# JOB:
The lines to extract start at the one containing "Where can the sunlit" and end with the last line; give them exactly and nothing more.

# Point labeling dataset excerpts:
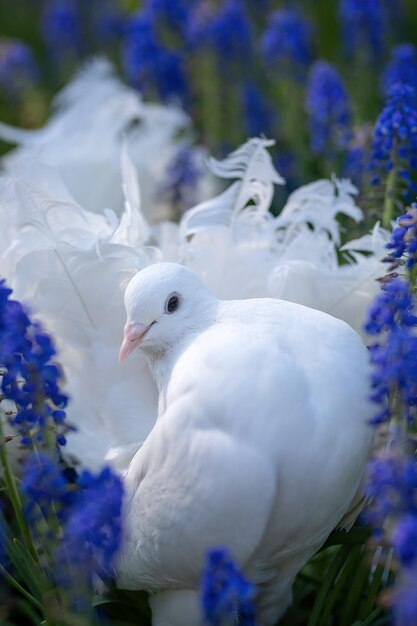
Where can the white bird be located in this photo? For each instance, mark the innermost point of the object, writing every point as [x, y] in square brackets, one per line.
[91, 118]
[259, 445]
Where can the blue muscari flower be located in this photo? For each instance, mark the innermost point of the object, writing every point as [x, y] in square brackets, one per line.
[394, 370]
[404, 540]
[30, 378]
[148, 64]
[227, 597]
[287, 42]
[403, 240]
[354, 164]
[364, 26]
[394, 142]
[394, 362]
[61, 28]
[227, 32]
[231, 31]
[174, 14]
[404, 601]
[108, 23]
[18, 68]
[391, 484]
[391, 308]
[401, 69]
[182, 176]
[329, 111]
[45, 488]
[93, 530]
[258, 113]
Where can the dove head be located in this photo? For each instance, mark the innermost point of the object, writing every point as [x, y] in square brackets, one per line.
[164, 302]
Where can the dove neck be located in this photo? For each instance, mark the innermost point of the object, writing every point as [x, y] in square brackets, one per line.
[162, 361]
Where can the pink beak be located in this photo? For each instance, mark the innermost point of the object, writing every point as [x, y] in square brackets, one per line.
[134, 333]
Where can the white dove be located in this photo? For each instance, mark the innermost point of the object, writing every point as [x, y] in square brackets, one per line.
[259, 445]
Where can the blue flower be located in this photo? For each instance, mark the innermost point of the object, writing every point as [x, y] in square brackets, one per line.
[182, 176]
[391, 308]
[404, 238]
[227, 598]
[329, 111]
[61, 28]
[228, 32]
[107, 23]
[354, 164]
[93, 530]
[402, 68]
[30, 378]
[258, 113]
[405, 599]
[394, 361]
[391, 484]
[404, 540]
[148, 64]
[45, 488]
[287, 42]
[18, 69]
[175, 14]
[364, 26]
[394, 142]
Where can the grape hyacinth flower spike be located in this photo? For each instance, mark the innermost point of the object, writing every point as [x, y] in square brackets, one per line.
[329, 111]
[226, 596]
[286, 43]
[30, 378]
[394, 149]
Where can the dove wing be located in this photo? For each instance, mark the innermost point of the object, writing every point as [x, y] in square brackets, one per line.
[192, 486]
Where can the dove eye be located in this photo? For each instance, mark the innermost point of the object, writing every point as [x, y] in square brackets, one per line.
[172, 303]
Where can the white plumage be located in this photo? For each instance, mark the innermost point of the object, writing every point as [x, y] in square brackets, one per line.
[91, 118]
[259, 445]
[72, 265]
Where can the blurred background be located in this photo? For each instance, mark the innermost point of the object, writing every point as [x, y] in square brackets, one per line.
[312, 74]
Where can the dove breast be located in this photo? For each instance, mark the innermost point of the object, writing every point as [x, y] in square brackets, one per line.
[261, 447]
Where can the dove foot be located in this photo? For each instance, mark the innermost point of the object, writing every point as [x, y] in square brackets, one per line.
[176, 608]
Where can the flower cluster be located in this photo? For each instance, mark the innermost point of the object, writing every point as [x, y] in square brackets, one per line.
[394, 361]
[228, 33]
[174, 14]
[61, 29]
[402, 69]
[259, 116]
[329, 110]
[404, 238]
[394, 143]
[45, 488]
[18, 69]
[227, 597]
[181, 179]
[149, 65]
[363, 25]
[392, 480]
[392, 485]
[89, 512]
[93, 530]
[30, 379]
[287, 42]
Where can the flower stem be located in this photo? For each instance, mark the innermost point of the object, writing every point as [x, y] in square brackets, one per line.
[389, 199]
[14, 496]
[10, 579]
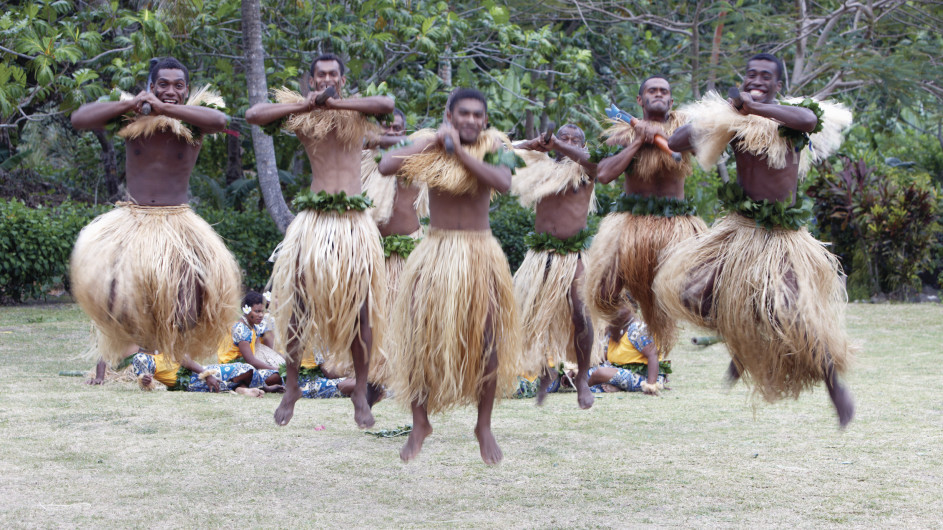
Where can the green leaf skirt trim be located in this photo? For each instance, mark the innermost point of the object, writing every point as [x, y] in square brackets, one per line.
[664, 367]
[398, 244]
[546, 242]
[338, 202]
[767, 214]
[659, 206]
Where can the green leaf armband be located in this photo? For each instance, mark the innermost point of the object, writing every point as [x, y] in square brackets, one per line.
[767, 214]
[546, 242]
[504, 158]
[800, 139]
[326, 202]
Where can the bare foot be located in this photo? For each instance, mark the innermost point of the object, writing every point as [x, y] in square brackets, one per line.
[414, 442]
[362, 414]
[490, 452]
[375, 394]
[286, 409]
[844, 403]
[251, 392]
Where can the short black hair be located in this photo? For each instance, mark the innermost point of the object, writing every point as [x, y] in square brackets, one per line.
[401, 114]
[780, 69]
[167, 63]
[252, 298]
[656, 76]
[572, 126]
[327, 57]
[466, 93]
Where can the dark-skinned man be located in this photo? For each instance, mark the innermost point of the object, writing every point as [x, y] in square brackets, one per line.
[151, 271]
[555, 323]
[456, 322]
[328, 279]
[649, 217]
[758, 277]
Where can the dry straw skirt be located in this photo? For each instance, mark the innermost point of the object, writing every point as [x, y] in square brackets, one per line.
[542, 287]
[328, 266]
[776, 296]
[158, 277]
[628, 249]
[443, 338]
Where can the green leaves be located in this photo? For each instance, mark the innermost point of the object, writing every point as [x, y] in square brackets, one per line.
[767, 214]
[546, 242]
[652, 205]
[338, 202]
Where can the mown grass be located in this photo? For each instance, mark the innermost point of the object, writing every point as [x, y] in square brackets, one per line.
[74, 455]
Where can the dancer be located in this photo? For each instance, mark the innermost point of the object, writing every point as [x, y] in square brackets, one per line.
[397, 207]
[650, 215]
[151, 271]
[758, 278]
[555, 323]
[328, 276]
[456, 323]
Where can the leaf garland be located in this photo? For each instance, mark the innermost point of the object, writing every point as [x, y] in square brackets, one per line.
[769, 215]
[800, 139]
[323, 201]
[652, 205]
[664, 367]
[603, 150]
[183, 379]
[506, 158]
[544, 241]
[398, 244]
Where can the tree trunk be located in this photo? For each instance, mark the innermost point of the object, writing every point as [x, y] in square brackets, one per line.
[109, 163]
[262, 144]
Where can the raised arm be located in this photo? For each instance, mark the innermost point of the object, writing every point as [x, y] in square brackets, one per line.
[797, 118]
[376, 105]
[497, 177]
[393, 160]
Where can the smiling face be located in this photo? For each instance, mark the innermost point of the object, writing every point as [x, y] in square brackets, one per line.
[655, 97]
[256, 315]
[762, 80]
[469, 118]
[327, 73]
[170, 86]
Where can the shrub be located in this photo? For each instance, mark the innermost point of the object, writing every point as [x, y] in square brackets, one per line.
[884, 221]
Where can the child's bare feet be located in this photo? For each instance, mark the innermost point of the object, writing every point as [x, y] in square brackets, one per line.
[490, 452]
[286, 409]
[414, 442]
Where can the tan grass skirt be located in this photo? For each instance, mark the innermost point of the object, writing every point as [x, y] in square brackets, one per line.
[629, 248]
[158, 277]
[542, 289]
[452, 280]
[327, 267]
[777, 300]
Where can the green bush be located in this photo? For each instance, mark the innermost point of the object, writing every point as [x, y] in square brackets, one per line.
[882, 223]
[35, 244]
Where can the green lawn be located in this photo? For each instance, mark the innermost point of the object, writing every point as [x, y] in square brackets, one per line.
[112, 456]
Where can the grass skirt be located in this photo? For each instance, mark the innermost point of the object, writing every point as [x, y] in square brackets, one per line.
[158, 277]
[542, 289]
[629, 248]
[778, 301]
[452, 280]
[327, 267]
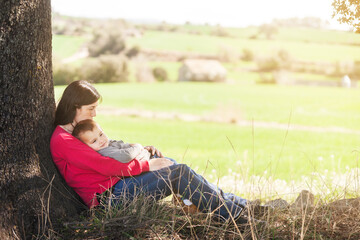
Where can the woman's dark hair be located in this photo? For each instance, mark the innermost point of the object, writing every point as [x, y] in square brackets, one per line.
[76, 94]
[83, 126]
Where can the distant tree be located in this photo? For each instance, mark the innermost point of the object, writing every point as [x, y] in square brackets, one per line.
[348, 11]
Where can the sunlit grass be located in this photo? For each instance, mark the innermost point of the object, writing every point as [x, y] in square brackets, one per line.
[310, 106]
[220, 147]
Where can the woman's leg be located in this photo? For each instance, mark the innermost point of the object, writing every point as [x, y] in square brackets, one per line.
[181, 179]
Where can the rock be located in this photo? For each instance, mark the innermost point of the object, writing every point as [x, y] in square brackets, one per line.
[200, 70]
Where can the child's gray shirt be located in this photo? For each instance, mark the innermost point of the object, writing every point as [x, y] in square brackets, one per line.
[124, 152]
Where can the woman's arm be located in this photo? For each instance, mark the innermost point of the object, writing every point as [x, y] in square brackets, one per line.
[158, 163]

# SOLUTION FOR THIS EXERCISE:
Where can the sunlit grass be located in this photo? For each instance, mark the innermost point of the object, writing every point as [x, y] in square brackets, one per line.
[310, 106]
[220, 147]
Where can the woman's leg be located in this photo? For each instance, mark the innermost point of the object, writing every point as [x, y] in square brackets, one per line.
[181, 179]
Where can the rock be located in this photo? For each instance, mark the innermost point of the object, writing every point as [x, y] in square brackets, one per line.
[200, 70]
Where can the child's gray shirt be located in this photo? For each instance, mark the innermost point of the object, writing every point as [x, y] in square brackets, one per line.
[124, 152]
Where can the woman's arm be located in this photo? For each instance, mark the innermost point of the object, writing every point as [x, y] in square brackets, one per line.
[158, 163]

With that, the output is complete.